[OBJECTIVE] Reproduce the listing below word for word, keeping every line in its original order.
════════════════
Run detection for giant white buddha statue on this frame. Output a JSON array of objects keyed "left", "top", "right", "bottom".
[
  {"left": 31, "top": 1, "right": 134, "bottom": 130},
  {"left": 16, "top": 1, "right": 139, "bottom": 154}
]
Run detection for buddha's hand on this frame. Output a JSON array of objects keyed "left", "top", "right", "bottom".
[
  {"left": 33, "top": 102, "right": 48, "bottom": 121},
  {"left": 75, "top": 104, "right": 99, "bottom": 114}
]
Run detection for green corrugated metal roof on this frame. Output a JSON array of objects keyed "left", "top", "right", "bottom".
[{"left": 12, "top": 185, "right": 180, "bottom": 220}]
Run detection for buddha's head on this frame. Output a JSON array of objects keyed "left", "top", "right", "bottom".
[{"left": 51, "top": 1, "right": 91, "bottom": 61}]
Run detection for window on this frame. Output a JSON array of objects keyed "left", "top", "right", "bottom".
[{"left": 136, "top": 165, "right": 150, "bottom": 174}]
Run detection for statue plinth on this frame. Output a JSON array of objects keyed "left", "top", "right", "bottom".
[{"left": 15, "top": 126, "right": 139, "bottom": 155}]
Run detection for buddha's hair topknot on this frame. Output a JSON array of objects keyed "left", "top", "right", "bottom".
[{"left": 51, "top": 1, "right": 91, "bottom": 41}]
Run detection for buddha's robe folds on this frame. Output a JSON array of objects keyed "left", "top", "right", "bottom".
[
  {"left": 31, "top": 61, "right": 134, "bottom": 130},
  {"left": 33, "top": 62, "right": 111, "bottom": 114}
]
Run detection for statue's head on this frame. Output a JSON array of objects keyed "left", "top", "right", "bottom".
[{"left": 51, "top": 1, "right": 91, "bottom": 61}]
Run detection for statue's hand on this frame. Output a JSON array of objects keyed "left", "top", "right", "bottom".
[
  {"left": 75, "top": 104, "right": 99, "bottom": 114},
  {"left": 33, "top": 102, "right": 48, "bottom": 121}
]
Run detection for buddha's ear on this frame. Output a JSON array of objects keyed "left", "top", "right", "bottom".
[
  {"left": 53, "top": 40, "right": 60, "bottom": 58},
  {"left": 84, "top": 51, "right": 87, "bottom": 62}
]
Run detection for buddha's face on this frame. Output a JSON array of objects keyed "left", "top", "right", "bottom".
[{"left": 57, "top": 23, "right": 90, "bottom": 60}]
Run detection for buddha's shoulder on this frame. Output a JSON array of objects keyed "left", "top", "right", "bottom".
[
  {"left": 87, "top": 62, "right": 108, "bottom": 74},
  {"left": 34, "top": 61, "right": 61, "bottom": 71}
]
════════════════
[ANSWER FOR THIS EXERCISE]
Run detection for giant white buddha statue on this frame. Output a JSON array of objects keyed "left", "top", "right", "bottom".
[
  {"left": 31, "top": 1, "right": 134, "bottom": 130},
  {"left": 16, "top": 1, "right": 139, "bottom": 154}
]
Run detection for buddha's hand on this frame. Output a JSON array of objects keyed "left", "top", "right", "bottom".
[
  {"left": 33, "top": 102, "right": 48, "bottom": 121},
  {"left": 75, "top": 104, "right": 99, "bottom": 114}
]
Run detection for green corrugated metal roof on this frame. Output a JSON array of objects keyed "left", "top", "right", "bottom".
[{"left": 12, "top": 185, "right": 180, "bottom": 220}]
Run detection for buddha's head on this frame. Output a JSON array of objects keyed "left", "top", "right", "bottom".
[{"left": 51, "top": 1, "right": 91, "bottom": 61}]
Run detection for window on this frame. Output a JSON array of objects keyed "left", "top", "right", "bottom".
[{"left": 136, "top": 165, "right": 150, "bottom": 174}]
Run detection for statue plinth on this frame. Output a JSON array of objects keyed "left", "top", "right", "bottom".
[{"left": 15, "top": 126, "right": 139, "bottom": 155}]
Run detection for buddha's hair topknot on this frame. Output a JSON array of objects keyed "left", "top", "right", "bottom".
[{"left": 51, "top": 1, "right": 91, "bottom": 41}]
Run detection for buddha's robe folds on this frame. Output a JSON array of objects keyed "left", "top", "right", "bottom".
[
  {"left": 31, "top": 61, "right": 134, "bottom": 130},
  {"left": 33, "top": 62, "right": 111, "bottom": 114}
]
Run detection for statue's head on this frame. Output a JSON array of objects keyed "left", "top", "right", "bottom".
[{"left": 51, "top": 1, "right": 91, "bottom": 61}]
Run detection for statue's hand on this frame. Output a JSON array of objects keyed "left", "top", "right", "bottom".
[
  {"left": 75, "top": 104, "right": 99, "bottom": 114},
  {"left": 33, "top": 102, "right": 48, "bottom": 121}
]
Run detection for buddha's ear on this frame. Output a JSON array of objects keyed "left", "top", "right", "bottom".
[
  {"left": 53, "top": 40, "right": 60, "bottom": 58},
  {"left": 84, "top": 51, "right": 87, "bottom": 62}
]
Run detection for buddha's face on this frame. Output a JSON array of objects keyed "left", "top", "right", "bottom".
[{"left": 57, "top": 23, "right": 90, "bottom": 60}]
Run detection for buddha's shoulder on this frame. Output a JSON array of objects keyed "left", "top", "right", "bottom".
[
  {"left": 87, "top": 62, "right": 108, "bottom": 74},
  {"left": 34, "top": 61, "right": 61, "bottom": 71}
]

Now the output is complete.